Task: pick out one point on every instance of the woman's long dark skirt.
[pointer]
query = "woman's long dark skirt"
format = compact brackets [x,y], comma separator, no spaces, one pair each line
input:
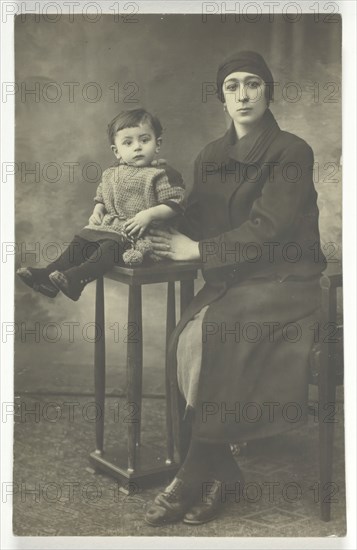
[256,340]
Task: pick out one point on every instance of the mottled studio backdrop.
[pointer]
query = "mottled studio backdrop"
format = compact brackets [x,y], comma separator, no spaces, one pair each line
[82,74]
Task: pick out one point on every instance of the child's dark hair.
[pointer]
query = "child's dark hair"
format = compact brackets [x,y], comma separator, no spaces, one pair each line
[132,119]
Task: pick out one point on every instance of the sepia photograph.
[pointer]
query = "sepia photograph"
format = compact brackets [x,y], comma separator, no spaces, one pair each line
[178,293]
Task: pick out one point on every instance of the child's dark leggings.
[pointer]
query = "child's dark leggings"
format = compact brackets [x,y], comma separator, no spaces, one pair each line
[86,260]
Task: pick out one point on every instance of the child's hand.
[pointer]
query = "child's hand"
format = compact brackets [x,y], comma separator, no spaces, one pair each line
[97,215]
[138,223]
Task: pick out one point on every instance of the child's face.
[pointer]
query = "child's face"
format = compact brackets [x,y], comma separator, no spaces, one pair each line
[136,146]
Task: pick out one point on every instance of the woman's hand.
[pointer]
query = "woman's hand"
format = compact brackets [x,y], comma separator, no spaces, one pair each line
[98,214]
[138,223]
[173,245]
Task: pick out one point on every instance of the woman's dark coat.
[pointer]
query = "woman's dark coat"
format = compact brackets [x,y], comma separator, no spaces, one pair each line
[253,209]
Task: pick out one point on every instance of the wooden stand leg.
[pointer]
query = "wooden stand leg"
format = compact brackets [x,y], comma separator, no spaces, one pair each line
[327,400]
[99,364]
[134,374]
[170,325]
[186,294]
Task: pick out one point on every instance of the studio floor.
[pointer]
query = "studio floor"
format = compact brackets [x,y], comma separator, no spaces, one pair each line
[57,493]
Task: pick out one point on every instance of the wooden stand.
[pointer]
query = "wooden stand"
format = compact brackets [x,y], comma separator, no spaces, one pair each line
[131,467]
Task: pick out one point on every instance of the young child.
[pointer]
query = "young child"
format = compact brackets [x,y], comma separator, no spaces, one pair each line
[132,195]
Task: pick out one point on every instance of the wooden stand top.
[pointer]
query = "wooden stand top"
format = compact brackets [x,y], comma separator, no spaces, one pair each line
[161,272]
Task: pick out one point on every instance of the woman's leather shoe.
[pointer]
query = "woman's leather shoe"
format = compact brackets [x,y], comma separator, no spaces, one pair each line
[37,280]
[69,288]
[170,505]
[209,507]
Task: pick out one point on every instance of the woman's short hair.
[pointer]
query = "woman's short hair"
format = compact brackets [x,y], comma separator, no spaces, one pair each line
[131,119]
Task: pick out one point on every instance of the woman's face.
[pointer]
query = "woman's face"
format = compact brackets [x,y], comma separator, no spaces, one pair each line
[244,95]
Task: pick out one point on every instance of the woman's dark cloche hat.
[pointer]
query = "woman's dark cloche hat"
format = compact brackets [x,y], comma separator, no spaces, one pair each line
[248,62]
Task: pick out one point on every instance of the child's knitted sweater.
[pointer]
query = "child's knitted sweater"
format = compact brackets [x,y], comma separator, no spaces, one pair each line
[126,190]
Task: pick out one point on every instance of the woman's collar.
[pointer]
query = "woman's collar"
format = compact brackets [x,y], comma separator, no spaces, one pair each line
[250,148]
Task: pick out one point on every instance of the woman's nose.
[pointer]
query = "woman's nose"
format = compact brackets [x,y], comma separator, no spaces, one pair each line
[241,94]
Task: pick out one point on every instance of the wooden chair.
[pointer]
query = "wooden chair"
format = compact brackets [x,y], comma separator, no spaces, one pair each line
[326,371]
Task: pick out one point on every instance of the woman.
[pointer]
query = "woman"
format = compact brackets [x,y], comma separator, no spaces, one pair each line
[242,345]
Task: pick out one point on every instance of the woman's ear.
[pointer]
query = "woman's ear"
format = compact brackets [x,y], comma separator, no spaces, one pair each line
[158,144]
[115,151]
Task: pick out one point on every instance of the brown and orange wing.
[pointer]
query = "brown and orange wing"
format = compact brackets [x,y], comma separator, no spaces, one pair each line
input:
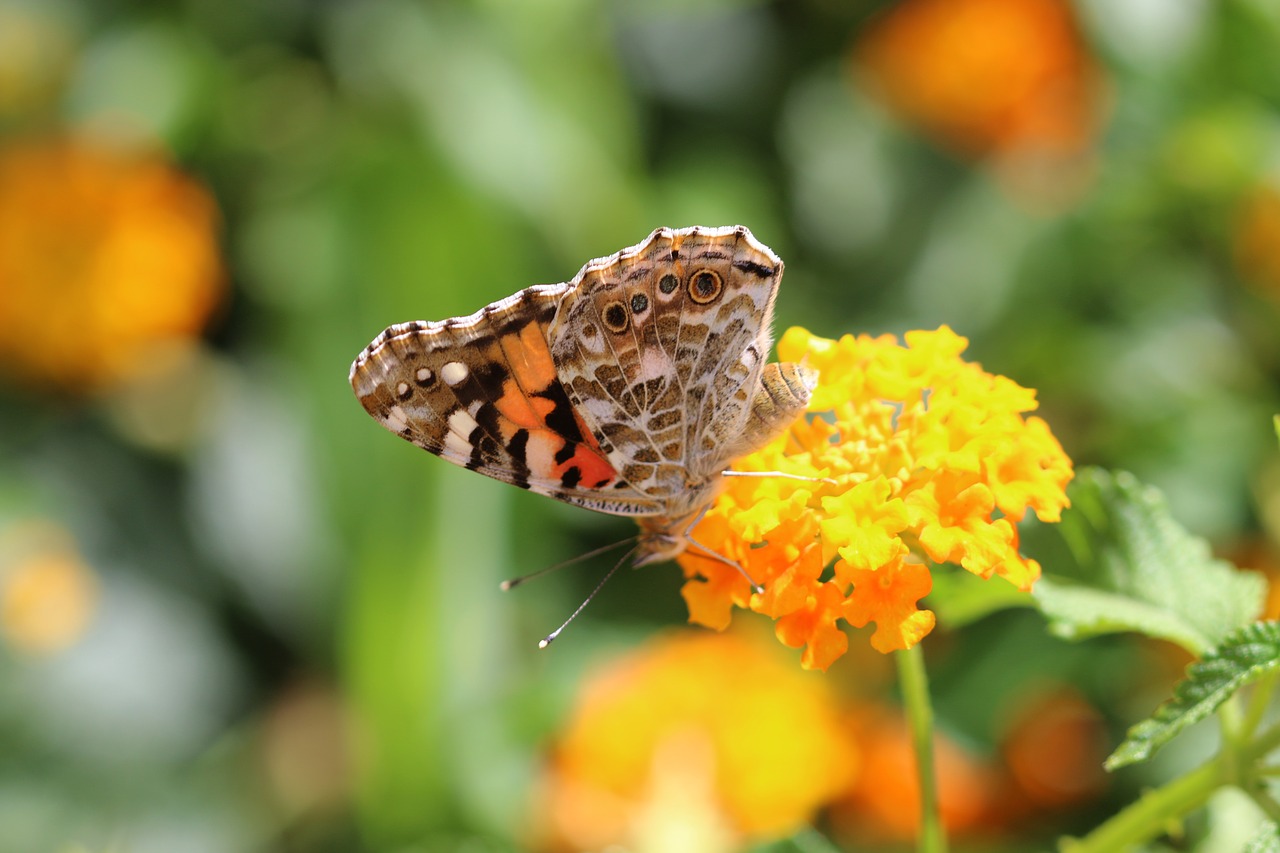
[483,392]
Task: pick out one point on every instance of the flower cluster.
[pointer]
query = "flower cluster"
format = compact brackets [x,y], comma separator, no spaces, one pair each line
[914,455]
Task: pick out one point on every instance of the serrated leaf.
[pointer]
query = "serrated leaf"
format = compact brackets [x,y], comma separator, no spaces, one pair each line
[1266,840]
[1243,657]
[1132,568]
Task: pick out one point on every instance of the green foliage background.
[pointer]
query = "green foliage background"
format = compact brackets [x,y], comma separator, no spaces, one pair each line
[385,160]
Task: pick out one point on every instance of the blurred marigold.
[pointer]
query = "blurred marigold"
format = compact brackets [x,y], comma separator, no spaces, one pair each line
[932,459]
[104,255]
[1257,240]
[986,76]
[743,746]
[48,593]
[883,803]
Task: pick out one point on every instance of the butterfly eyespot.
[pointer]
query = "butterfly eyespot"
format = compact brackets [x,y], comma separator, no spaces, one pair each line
[704,286]
[453,373]
[616,318]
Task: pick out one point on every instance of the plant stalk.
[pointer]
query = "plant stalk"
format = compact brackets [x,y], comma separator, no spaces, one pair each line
[919,717]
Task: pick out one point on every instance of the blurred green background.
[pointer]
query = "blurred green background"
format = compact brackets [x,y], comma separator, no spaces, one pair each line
[282,629]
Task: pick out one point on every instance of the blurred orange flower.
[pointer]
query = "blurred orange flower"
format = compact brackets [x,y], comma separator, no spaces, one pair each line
[932,459]
[743,746]
[885,799]
[1055,748]
[1257,240]
[104,256]
[986,76]
[48,593]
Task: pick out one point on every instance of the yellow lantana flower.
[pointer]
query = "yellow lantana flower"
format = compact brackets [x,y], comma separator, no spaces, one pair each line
[915,456]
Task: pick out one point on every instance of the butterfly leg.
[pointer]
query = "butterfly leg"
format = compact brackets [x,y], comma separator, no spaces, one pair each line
[718,557]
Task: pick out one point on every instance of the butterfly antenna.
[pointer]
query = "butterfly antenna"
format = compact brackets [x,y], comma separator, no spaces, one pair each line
[515,582]
[547,641]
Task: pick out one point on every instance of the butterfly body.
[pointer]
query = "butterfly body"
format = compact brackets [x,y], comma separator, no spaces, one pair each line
[627,389]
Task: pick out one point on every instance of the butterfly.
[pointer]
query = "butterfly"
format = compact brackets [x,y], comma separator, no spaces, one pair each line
[629,389]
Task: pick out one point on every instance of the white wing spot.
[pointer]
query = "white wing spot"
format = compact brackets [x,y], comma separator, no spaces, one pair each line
[396,419]
[453,373]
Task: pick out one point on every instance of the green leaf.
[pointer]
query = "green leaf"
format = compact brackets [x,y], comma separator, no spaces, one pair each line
[1266,840]
[960,597]
[1132,568]
[1243,657]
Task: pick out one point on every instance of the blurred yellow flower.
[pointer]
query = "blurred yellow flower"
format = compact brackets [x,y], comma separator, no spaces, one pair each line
[932,460]
[105,256]
[743,746]
[48,593]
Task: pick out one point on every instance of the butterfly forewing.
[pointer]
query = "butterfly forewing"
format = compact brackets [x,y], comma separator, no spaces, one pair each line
[661,347]
[483,392]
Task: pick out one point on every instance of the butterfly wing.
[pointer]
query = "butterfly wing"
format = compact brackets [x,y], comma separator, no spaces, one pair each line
[661,350]
[483,392]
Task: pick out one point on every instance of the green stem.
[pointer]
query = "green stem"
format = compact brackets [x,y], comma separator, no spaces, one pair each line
[1266,802]
[919,717]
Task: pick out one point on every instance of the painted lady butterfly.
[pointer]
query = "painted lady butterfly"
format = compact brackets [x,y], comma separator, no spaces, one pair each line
[629,389]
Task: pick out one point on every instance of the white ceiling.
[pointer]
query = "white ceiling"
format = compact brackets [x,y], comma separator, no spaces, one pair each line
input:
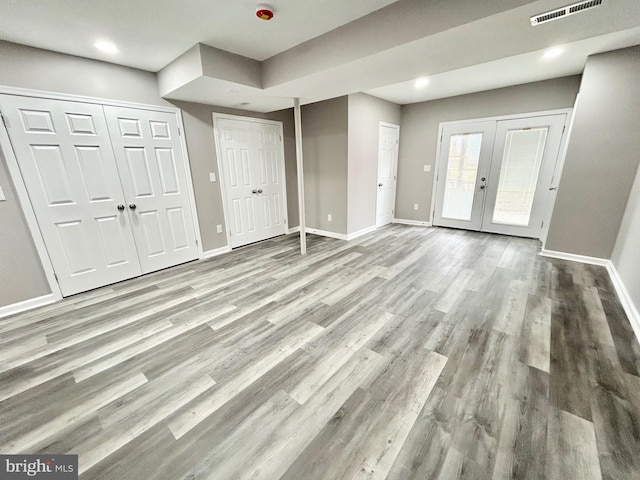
[151,33]
[330,48]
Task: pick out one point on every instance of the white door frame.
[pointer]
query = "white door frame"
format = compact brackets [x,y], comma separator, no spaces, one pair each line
[223,182]
[567,111]
[21,189]
[395,168]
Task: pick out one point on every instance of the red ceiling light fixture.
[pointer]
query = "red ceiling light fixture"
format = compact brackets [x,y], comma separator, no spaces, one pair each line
[264,11]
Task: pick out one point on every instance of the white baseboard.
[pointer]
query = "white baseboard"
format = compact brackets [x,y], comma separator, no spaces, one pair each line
[625,299]
[623,295]
[324,233]
[412,222]
[27,305]
[216,252]
[576,258]
[359,233]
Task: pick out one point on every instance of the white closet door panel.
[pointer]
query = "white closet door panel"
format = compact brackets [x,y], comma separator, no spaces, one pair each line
[67,163]
[269,178]
[154,178]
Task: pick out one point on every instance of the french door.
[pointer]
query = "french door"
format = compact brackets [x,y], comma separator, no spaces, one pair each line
[251,160]
[495,176]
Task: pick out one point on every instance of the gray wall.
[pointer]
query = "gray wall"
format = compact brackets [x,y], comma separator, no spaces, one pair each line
[21,274]
[602,157]
[198,125]
[27,67]
[365,114]
[325,150]
[419,131]
[626,253]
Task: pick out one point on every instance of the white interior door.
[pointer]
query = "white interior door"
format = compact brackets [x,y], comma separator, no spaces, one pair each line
[252,164]
[463,167]
[495,176]
[149,157]
[387,171]
[65,157]
[525,154]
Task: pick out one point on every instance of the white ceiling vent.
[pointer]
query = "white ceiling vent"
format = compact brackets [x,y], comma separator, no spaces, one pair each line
[564,12]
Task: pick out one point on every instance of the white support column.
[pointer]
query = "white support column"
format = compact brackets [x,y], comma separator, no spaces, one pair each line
[298,124]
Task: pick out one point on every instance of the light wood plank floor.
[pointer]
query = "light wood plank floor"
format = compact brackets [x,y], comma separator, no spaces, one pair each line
[410,353]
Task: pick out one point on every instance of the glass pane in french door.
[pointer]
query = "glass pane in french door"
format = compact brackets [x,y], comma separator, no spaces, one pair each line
[462,172]
[521,161]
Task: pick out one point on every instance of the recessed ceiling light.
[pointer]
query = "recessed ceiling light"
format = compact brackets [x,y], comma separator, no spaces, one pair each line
[553,52]
[422,82]
[106,47]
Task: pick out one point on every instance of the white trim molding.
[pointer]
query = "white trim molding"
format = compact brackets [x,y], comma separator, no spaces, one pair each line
[625,299]
[27,305]
[623,295]
[572,257]
[412,222]
[359,233]
[216,252]
[325,233]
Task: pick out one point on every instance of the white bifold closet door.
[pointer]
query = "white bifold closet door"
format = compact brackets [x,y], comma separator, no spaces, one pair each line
[149,157]
[75,177]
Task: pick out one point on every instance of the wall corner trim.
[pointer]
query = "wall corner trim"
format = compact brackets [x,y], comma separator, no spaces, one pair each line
[412,222]
[623,295]
[359,233]
[625,299]
[325,233]
[215,252]
[27,305]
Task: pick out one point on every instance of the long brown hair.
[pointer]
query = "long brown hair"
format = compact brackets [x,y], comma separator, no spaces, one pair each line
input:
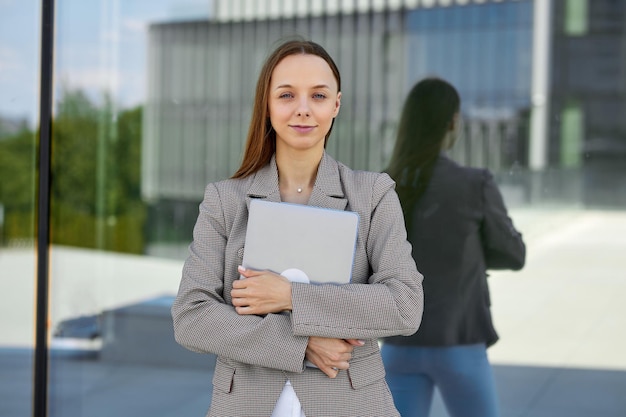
---*---
• Task prompt: Copy all lines of the records in which the string "stem" can be found.

• Finished exercise:
Task: pick out one point on every instance of the green stem.
query = "green stem"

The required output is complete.